Copy out the records below exactly as they appear.

-----

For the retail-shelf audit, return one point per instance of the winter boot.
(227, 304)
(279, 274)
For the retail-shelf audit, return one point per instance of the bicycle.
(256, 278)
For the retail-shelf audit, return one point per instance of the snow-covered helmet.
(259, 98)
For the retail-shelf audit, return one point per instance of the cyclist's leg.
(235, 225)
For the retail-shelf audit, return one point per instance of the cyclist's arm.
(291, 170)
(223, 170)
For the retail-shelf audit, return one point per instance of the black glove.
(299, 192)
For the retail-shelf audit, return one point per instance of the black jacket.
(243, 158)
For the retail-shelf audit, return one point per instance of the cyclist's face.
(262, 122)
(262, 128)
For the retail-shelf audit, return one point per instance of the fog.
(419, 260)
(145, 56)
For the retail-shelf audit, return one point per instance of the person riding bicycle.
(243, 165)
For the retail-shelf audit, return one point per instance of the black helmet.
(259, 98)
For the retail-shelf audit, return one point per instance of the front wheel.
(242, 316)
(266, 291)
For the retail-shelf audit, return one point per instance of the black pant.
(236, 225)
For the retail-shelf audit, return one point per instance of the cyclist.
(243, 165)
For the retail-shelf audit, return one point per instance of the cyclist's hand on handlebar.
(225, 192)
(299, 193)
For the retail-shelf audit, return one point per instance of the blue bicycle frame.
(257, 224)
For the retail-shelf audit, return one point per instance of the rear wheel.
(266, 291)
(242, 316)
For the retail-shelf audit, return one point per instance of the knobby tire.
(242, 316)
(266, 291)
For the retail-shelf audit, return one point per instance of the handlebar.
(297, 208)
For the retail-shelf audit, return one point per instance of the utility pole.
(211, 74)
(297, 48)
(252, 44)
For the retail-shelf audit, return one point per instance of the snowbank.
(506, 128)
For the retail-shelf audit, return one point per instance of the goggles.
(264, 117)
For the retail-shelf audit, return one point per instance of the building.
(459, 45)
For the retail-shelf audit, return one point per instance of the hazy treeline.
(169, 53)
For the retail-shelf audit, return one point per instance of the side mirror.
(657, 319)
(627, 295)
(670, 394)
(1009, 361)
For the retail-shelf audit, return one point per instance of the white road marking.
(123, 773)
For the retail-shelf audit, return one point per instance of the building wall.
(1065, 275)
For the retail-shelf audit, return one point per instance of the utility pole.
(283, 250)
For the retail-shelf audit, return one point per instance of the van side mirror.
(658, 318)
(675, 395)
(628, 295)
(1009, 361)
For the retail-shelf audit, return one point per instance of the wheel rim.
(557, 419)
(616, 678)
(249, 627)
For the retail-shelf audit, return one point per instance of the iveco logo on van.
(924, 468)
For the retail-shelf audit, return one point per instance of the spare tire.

-----

Written solution:
For the retail-shelf audit, return one point per instance of the winter boot.
(227, 304)
(279, 274)
For the retail-shelf audit, return one point per instance of the bicycle.
(256, 278)
For the retail-shelf audit, return one point per instance of the snow-covered helmet.
(259, 98)
For the retail-shelf audit, return one point per instance of the cyclist's leg.
(235, 225)
For the retail-shelf audit, return one point per instance of the cyclist's arm.
(291, 170)
(223, 170)
For the retail-shelf audit, return one point per instance of the black glove.
(299, 192)
For the retail-shelf audit, return one point per instance of the black jacket.
(243, 158)
For the retail-shelf audit, return one point per instance of the cyclist's face.
(262, 122)
(262, 128)
For the retail-shelf audit, return one point per instance of the fog.
(419, 260)
(145, 56)
For the retail-shelf audit, return one point per instance of the person riding bicycle.
(243, 165)
For the retail-shelf audit, return one point per instance of the black helmet.
(259, 98)
For the retail-shelf audit, return one point per instance of the front wheel.
(242, 316)
(266, 291)
For the retail-shelf audit, return one point per instance of the black pant.
(236, 225)
For the retail-shelf audit, return one point per instance of the cyclist.
(243, 165)
For the retail-shelf audit, return one point per instance of the cyclist's hand on handlebar.
(225, 192)
(299, 193)
For the retail-shelf audit, return one point per instance of the blue bicycle frame.
(257, 224)
For the retail-shelf audit, return one point per instance of the rear wheel.
(266, 291)
(242, 316)
For the retail-shelf audit, return one point per instance of the knobby tire.
(242, 316)
(266, 291)
For the retail-shelf audit, return one point per instance of the handlebar.
(297, 208)
For the retail-shelf audit, return one point per instance of the utility pole.
(211, 74)
(297, 48)
(252, 44)
For the retail-shelf audit, return one point per instance of the snowbank.
(506, 128)
For the retail-shelf audit, return one point per instance of the goggles.
(264, 117)
For the retail-shelf audit, return one point per instance of the building.
(459, 45)
For the retail-shelf audit, return one point per instance of the hazy treeline.
(169, 53)
For the retail-shelf audit, return one point per instance of the side mirror.
(657, 319)
(627, 295)
(670, 394)
(1009, 361)
For the retail-shelf audit, return one point per instance of the white road marking.
(123, 773)
For the retail-shelf audit, return one point per instance of the building wall.
(1065, 275)
For the retail-shelf audit, return one point per instance of the utility pole.
(283, 250)
For the retail-shelf audit, return one point per instance of the van side mirror.
(658, 318)
(675, 395)
(628, 295)
(1009, 361)
For the retail-shelf audit, return one point per instance of the wheel rim.
(557, 419)
(616, 678)
(249, 627)
For the retail-shelf audit, return one point per instance of the iveco logo on van.
(924, 468)
For the retail-shelf audit, return one point per instance of the spare tire.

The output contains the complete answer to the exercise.